EXERCICE 1:
Modifiez l'extrait sur les verbes müssen et sollen en reprenant tout le passage de « Voici pour preuve » jusqu'à « so laut schreien? ». Remplacez « licence » par « master ».
EXERCICE 2:
Indiquez combien de lignes, hors extrait, contiennent le mot « puddle », en tenant compte de la casse. Répondez uniquement par ce nombre.

EXTRAIT:
»»

Partant des difficultés constatées chez l’apprenant.e de l’allemand langue étrangère, nous avons opté pour une approche à l’interface de l’inductivité et de la déductivité afin d’analyser des phénomènes structuraux particulièrement difficiles à acquérir. Nous partons en effet d’un phénomène structural de l’allemand pour le décrire en tant que construction lexico-syntaxique au sein de manifestations « naturally occurring ». Dans cet article, nous nous penchons sur les verbes de modalité müssen et sollen, de toute évidence très difficiles à maîtriser pour l’apprenant français qui dispose dans sa langue maternelle d’un seul verbe, i.e. devoir, pour exprimer le même contenu sémantique.

Voici pour preuve quelques erreurs typiques produites par des étudiant.e.s en 3ème année de licence d’allemand lors d’un test regroupant des énoncés tirés des deux corpus évoqués plus loin :

  • Du, ich *soll dir unbedingt was sagen: ich habe einen neuen Computer.
  • *Sollst du eigentlich immer so laut schreien?
  • Hausarbeiten *muss man nicht ins Uferlose ausdehnen.
  • *Muss ich dir irgendwas aus der Stadt mitbringen?
  • Du *sollst wirklich erst überlegen, bevor du so einen Quatsch erzählst.
  • Wann *sollst du normalerweise morgens aufstehen? Meistens schon um 6.
  • Wo *muss ich das jetzt so schnell herbekommen?

Ces étudiant.e.s avaient, le plus souvent, bénéficié de 9 ans d’enseignement de la grammaire allemande, donc disposaient très certainement aussi de moyens pour signifier l’obligation, l’une des notions langagières clé. Le test avait par conséquent lieu en amont d’une ré-explication des règles élémentaires établies sur la base d’une étude des constructions récurrentes dans deux corpus de l’allemand.

En règle générale, les explications des fonctions de müssen et sollen des grammaires de niveau scolaire et universitaire se résument aux éléments suivants :

  • Pour müssen : « obligation/nécessité de la part du sujet grammatical […] ; les conditions de réalisation du procès exprimé par l’infinitif sont contraignantes/non contraignantes : […] » (Schanen/Confais, 1989 : 254) ;
  • Pour sollen : « invitation à (ne pas) faire. Il s’agit d’une obligation relative en ce sens qu’elle suppose une demande ou un souhait de la part d’une personne, de la société, d’une religion, etc., envers laquelle on se sent obligé : les conditions de réalisation du procès exprimé par le G INF sont quasi contraignantes parce que la réalisation est souhaitée ou prévue par une tierce instance : […]. » (id. : 255)

««

LISTE DES DONNÉES:

»»

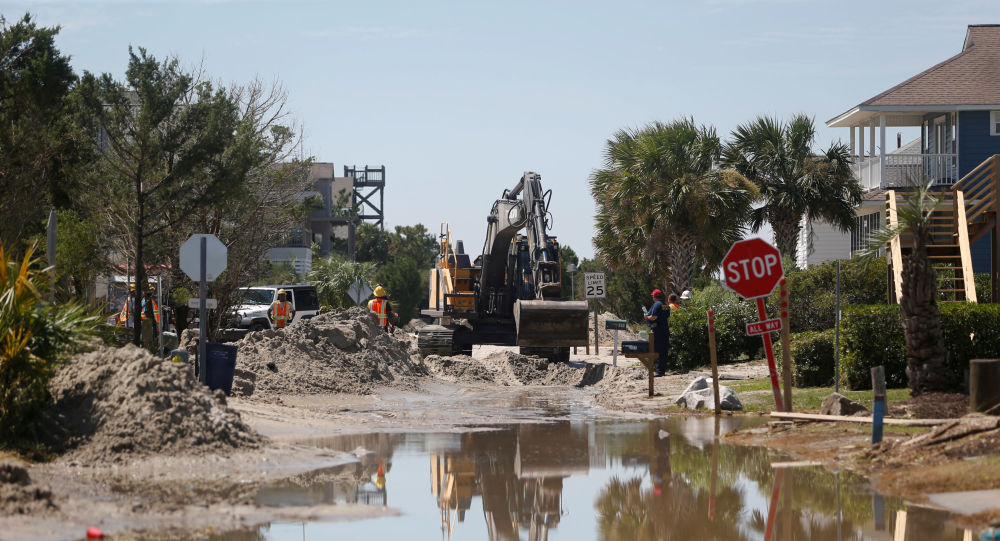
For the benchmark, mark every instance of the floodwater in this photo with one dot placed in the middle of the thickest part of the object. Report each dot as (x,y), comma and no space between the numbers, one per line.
(623,480)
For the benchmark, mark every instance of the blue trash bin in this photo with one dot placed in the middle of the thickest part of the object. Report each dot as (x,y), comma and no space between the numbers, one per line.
(220,366)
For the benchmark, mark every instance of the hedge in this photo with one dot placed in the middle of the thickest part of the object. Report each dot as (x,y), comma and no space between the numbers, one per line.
(872,335)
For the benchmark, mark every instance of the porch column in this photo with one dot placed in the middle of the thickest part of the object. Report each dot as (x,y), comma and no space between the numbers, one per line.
(881,127)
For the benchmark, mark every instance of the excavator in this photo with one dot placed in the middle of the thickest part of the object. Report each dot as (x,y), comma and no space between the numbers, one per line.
(512,293)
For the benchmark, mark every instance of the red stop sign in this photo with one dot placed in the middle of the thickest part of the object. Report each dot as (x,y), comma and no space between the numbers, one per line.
(752,268)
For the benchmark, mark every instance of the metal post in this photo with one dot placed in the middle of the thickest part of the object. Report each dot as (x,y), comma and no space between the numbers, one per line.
(202,317)
(836,334)
(614,352)
(51,249)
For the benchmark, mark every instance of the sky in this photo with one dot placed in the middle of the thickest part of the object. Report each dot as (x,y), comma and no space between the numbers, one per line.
(458,99)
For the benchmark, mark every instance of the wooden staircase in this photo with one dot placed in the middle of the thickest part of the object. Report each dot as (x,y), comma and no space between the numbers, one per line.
(964,214)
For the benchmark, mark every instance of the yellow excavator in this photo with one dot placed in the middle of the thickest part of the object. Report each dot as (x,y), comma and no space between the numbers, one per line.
(512,293)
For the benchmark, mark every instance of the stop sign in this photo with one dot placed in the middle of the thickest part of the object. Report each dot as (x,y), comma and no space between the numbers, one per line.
(752,268)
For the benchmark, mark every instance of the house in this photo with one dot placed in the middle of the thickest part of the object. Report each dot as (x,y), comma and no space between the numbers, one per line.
(955,104)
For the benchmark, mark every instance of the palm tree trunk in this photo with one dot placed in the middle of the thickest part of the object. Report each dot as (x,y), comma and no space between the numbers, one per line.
(682,258)
(925,354)
(786,234)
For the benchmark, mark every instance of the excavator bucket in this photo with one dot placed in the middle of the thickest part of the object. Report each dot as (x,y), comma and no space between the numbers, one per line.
(551,323)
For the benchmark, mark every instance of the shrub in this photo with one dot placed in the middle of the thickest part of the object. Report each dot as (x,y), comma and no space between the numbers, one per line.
(689,328)
(812,358)
(35,337)
(873,335)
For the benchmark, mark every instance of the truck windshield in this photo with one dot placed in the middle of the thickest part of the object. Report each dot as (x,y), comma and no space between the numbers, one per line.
(257,296)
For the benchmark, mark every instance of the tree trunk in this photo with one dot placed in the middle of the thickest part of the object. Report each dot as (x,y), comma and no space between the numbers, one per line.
(925,354)
(682,259)
(786,234)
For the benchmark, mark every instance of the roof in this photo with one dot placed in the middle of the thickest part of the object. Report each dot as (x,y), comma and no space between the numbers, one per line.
(967,80)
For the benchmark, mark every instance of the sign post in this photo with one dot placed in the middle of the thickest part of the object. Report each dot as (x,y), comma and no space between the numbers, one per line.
(751,269)
(594,289)
(203,258)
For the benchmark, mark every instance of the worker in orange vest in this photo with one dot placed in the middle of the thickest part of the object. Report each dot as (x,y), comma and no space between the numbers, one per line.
(281,311)
(380,305)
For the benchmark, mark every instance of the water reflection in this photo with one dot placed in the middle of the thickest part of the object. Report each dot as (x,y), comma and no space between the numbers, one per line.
(662,479)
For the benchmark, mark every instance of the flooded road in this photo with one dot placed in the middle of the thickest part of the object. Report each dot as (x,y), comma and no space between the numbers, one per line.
(587,479)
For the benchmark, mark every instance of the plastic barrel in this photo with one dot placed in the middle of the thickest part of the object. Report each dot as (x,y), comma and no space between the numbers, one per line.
(220,366)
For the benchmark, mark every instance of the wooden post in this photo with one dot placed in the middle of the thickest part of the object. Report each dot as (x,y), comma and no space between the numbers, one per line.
(786,347)
(878,403)
(984,384)
(715,361)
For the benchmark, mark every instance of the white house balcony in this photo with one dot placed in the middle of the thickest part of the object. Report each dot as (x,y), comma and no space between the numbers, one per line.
(902,170)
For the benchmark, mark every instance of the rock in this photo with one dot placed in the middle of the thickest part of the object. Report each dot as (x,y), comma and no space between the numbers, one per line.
(838,404)
(699,394)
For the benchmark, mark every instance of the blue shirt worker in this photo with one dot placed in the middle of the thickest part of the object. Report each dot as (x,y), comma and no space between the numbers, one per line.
(658,319)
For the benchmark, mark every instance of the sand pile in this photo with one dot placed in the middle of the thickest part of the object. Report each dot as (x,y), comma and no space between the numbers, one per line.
(18,496)
(604,335)
(503,368)
(112,402)
(338,352)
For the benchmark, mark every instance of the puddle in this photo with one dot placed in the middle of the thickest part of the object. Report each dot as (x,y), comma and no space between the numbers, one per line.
(661,479)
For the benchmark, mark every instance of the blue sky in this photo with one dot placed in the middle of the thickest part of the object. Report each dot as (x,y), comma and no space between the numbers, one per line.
(457,99)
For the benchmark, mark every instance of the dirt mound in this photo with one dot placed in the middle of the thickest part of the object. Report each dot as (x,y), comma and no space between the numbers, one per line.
(932,406)
(503,368)
(18,496)
(606,336)
(343,351)
(112,402)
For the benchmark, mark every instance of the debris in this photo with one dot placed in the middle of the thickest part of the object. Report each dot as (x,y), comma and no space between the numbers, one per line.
(838,404)
(113,402)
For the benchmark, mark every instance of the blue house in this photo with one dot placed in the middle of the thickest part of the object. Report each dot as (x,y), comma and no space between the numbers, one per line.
(956,106)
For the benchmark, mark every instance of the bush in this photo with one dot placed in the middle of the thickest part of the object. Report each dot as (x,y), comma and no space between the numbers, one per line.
(689,328)
(35,337)
(873,335)
(812,292)
(812,358)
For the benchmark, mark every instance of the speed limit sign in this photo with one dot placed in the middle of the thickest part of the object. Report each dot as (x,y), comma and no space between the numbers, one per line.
(593,285)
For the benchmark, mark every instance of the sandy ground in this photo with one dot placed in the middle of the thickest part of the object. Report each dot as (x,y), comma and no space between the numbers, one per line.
(192,496)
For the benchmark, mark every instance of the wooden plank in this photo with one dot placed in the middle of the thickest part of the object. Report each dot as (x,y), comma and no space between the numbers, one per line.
(895,249)
(964,249)
(859,420)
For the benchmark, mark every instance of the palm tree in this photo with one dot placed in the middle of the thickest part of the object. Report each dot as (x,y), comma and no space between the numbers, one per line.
(793,182)
(664,205)
(924,342)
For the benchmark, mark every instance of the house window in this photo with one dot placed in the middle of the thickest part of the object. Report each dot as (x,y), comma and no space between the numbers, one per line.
(868,224)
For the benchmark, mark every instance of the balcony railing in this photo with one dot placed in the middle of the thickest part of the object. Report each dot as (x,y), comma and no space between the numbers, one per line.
(901,168)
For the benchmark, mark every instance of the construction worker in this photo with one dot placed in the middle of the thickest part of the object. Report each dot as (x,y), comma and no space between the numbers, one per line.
(150,317)
(380,305)
(281,311)
(125,316)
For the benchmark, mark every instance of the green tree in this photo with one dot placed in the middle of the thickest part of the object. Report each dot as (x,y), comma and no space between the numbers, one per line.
(663,204)
(163,137)
(926,360)
(793,181)
(40,148)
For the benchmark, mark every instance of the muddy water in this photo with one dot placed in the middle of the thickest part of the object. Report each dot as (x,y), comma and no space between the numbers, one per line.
(661,479)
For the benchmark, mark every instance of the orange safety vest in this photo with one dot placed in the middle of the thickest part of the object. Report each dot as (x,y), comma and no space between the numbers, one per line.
(156,311)
(279,312)
(379,305)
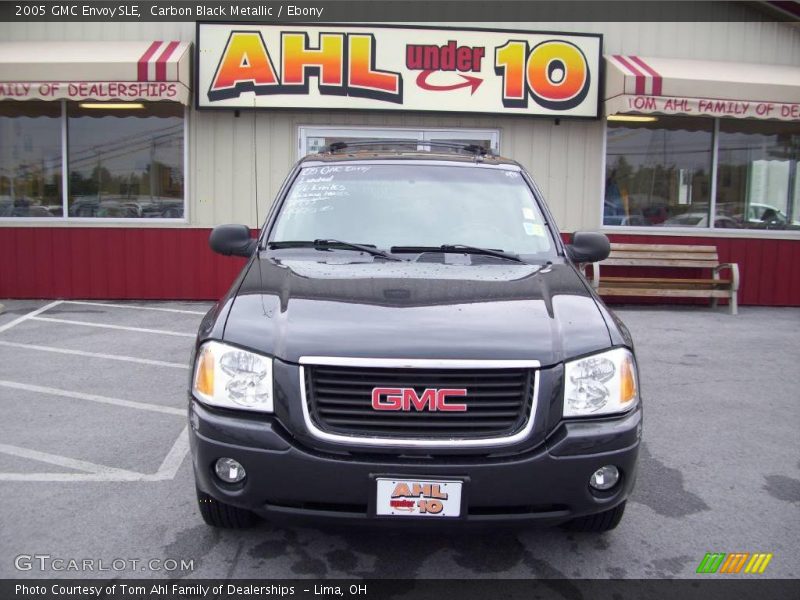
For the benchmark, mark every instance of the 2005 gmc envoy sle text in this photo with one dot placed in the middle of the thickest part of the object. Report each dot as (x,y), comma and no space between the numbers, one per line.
(410,340)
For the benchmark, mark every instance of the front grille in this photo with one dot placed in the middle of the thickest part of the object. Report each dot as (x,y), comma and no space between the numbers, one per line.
(498,401)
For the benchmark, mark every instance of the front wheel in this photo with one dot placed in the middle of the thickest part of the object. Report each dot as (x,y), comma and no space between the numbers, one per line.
(226,516)
(604,521)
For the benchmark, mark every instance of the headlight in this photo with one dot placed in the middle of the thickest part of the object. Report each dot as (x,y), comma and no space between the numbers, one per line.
(602,384)
(232,378)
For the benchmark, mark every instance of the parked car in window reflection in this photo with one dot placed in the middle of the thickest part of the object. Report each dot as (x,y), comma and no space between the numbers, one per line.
(700,219)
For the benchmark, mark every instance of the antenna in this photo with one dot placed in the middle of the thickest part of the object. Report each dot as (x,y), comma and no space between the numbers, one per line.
(255,160)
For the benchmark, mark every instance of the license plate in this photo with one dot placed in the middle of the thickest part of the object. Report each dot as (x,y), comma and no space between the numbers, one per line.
(418,498)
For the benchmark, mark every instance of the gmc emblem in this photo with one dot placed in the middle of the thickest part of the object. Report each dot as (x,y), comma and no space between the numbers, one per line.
(407,399)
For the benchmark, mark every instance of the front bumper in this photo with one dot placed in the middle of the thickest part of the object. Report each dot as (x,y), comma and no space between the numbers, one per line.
(287,479)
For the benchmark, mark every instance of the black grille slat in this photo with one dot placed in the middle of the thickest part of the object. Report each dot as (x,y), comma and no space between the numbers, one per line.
(475,404)
(498,401)
(440,416)
(325,390)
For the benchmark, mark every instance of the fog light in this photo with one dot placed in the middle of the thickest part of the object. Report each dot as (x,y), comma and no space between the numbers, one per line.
(229,470)
(604,478)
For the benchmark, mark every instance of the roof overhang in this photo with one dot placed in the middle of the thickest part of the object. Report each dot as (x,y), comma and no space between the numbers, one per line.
(101,71)
(671,86)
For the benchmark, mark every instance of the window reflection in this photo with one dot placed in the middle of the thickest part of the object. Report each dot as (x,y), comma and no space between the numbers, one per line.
(30,159)
(126,163)
(657,172)
(757,182)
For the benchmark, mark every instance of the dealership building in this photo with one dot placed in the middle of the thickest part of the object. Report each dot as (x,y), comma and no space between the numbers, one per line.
(123,144)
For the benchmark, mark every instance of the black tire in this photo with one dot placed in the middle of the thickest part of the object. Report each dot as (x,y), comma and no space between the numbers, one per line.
(219,514)
(604,521)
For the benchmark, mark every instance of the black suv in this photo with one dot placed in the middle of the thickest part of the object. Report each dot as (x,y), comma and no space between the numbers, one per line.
(410,340)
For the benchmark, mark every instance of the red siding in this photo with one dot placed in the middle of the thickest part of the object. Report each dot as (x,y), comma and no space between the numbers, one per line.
(123,263)
(130,263)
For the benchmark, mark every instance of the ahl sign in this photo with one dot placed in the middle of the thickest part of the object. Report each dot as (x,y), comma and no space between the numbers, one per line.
(398,68)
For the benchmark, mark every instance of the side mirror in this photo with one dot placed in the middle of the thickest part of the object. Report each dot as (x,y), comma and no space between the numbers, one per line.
(588,246)
(232,240)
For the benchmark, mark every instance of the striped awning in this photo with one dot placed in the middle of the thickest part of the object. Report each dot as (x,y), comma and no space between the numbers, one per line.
(636,84)
(101,71)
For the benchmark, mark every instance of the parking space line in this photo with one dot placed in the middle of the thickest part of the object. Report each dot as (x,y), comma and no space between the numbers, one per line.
(133,359)
(172,461)
(108,326)
(134,306)
(98,473)
(92,398)
(29,315)
(62,461)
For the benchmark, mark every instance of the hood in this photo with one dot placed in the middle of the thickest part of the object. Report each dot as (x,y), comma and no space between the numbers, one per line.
(291,308)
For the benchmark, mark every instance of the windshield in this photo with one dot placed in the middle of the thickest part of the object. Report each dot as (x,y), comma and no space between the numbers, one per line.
(414,205)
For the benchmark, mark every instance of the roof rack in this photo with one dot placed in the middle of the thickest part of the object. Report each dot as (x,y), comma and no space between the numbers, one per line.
(474,149)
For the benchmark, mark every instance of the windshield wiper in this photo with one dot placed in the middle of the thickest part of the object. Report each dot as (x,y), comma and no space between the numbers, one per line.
(329,244)
(460,248)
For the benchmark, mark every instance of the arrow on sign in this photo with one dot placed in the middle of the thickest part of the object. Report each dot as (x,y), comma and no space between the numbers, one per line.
(469,81)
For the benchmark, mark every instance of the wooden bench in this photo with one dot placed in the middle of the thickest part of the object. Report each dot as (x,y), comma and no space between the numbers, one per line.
(668,256)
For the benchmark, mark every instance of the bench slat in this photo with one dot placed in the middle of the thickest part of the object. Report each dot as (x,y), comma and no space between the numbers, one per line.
(665,292)
(665,280)
(659,247)
(653,262)
(665,255)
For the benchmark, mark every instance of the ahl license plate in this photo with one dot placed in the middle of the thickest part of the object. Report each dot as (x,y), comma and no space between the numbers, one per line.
(418,498)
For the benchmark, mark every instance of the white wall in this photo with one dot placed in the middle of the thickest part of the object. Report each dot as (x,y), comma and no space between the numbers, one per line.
(566,159)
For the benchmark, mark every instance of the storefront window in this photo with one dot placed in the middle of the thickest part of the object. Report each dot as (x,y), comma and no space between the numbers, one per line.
(757,180)
(30,159)
(125,162)
(658,172)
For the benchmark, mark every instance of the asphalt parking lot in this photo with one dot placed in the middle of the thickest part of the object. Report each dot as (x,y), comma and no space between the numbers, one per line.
(94,463)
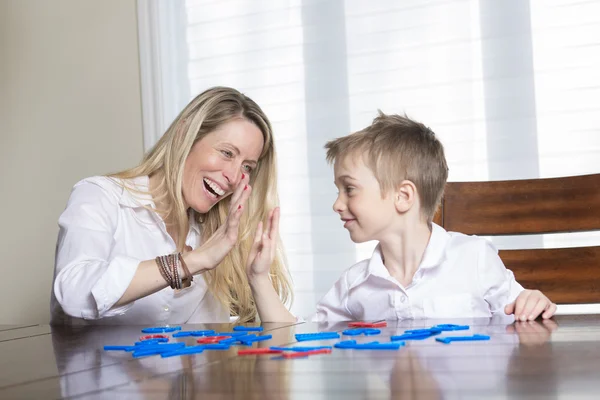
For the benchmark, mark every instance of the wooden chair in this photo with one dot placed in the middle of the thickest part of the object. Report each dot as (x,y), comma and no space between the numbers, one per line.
(534,206)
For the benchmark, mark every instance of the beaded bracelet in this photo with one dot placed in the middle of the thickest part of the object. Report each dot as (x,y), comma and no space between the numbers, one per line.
(169,267)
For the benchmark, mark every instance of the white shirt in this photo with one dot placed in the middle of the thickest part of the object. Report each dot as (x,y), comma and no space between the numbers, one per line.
(105,232)
(460,277)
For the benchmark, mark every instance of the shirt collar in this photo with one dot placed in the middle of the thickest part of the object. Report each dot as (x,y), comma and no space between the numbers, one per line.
(435,253)
(130,197)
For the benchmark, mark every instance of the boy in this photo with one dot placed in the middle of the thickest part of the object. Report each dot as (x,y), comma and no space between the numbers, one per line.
(391,177)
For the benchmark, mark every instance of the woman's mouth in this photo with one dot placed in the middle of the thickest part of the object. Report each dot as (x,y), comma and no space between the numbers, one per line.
(348,222)
(212,188)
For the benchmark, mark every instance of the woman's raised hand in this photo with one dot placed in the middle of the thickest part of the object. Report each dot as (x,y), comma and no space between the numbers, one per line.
(264,247)
(213,251)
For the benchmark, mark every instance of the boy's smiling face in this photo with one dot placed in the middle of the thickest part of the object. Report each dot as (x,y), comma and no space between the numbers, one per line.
(366,215)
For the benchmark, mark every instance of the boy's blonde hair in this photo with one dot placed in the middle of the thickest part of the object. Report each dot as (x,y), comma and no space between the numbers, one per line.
(397,148)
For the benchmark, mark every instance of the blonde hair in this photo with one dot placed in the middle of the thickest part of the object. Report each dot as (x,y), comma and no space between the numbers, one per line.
(397,148)
(203,115)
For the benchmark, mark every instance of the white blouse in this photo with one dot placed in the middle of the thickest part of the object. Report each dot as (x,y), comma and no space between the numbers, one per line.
(105,232)
(460,276)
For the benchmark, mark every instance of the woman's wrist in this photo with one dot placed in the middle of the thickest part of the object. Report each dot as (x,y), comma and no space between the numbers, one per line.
(258,280)
(194,261)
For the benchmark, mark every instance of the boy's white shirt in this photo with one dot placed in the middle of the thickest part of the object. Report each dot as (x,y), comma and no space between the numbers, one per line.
(460,276)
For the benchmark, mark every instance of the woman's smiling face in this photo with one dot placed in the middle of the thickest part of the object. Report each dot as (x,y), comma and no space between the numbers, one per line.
(215,164)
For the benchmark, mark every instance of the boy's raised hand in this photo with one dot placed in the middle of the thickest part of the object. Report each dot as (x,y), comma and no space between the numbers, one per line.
(529,305)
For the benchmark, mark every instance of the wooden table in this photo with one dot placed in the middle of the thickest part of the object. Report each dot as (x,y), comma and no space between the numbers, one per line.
(546,360)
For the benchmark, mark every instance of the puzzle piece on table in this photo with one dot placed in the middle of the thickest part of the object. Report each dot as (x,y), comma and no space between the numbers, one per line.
(248,328)
(351,344)
(413,336)
(262,350)
(361,331)
(430,331)
(194,333)
(161,329)
(451,327)
(360,324)
(449,339)
(300,348)
(303,337)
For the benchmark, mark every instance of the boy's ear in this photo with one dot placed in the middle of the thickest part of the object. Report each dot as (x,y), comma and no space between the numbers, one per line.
(405,196)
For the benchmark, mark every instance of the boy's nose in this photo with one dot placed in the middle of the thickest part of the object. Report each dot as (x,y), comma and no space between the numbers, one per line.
(339,206)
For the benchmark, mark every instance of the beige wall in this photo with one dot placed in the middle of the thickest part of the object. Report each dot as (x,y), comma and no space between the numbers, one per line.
(69,107)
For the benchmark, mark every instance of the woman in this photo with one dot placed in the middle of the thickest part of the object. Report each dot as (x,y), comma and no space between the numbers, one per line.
(182,219)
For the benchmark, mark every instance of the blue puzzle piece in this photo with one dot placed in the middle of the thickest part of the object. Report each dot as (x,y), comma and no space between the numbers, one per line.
(143,351)
(300,348)
(183,351)
(303,337)
(451,327)
(250,340)
(361,331)
(431,331)
(351,344)
(161,329)
(193,333)
(449,339)
(230,334)
(413,336)
(248,328)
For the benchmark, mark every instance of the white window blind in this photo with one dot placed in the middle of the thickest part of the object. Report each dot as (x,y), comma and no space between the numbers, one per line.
(512,88)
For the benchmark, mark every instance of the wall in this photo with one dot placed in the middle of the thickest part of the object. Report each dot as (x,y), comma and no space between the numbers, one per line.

««

RÉPONSE 1:
Voici pour preuve quelques erreurs typiques produites par des étudiant.e.s en 3ème année de master d’allemand lors d’un test regroupant des énoncés tirés des deux corpus évoqués plus loin :

  • Du, ich *soll dir unbedingt was sagen: ich habe einen neuen Computer.
  • *Sollst du eigentlich immer so laut schreien?

RÉPONSE 2:
1